WORK TO COMPLETE ->
Below are the records; count how many of their lines contain the word "thickest" and give that number only.

RECORDS SUPPLIED ->
━━━━━━━━━━━━━━━━━━━━━━━━━━━━━━

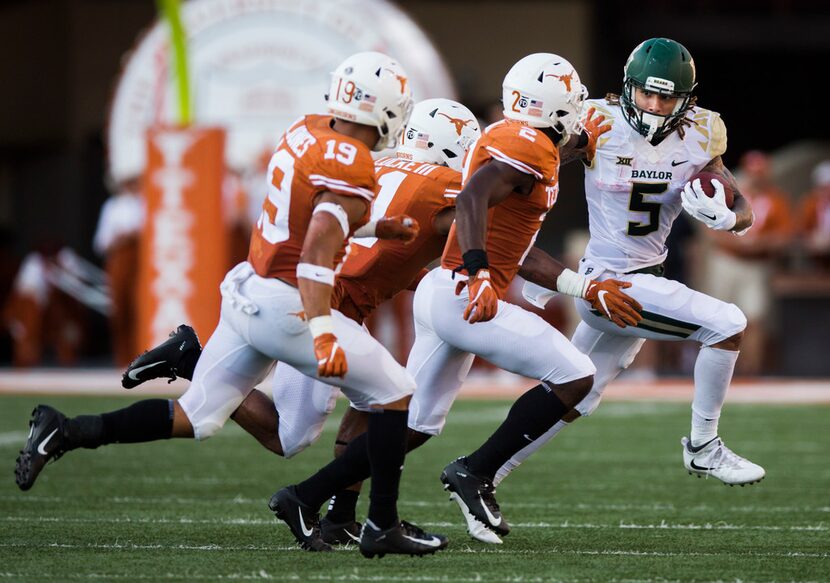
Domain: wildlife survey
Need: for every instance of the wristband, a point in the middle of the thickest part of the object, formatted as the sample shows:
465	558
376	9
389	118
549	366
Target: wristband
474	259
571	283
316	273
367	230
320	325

━━━━━━━━━━━━━━━━━━━━━━━━━━━━━━

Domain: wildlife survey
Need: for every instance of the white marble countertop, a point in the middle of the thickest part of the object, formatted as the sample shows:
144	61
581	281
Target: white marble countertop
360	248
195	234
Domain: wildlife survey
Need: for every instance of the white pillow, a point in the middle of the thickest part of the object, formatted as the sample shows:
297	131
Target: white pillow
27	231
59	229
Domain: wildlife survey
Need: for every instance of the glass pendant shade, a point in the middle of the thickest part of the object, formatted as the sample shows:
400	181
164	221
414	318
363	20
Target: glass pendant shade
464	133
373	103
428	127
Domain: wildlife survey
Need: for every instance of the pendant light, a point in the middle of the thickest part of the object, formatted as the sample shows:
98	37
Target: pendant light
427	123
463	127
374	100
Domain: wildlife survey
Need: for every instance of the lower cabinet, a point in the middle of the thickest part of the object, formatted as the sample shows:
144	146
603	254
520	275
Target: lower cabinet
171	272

━━━━━━━━━━━━━━━━━━━━━━━━━━━━━━

PROBLEM SOLUTION ->
6